* [GIVEN ENTRIES]:
****************************************
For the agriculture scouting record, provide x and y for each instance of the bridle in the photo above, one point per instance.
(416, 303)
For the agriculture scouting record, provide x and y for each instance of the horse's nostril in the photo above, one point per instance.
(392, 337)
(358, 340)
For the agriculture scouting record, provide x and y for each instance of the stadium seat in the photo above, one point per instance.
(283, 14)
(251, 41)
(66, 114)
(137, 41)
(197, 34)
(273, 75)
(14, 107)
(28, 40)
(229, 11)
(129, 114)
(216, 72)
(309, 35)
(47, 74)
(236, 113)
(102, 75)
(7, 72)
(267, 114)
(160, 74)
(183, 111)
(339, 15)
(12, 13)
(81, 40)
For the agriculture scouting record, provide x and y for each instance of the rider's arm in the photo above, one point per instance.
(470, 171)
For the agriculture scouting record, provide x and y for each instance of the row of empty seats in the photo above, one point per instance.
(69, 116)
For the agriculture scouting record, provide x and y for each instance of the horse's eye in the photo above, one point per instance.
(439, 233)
****************************************
* [EXERCISE DESCRIPTION]: Repeat the whole listing exactly. Leave nothing out.

* [SOLUTION]:
For the agriculture scouting record, provide x and y for each instance of the bridle in the photo above, one point per instance.
(416, 303)
For the agriculture scouting record, provide x and y for each instance of the horse's nostril in the photo above, one point per instance.
(392, 337)
(358, 340)
For the agriculture scouting record, provide x and y for each instance of the stadium seat in the photo above, one point per instance.
(283, 14)
(251, 41)
(66, 114)
(137, 41)
(197, 34)
(273, 75)
(14, 107)
(28, 40)
(229, 11)
(129, 114)
(216, 72)
(309, 35)
(47, 74)
(236, 113)
(102, 75)
(7, 72)
(267, 114)
(160, 74)
(183, 111)
(339, 15)
(12, 13)
(81, 40)
For the agriculture scouting record, provide x and y for each instance of the rider's arm in the photo above, one point per instance.
(470, 171)
For the agriculture scouting record, provide x and y for each instance of the row of empty seats in the photo above, one point per instance.
(69, 116)
For the agriculture scouting record, provide x and y for each instance of the horse's eye in the photo above, one point per instance.
(439, 233)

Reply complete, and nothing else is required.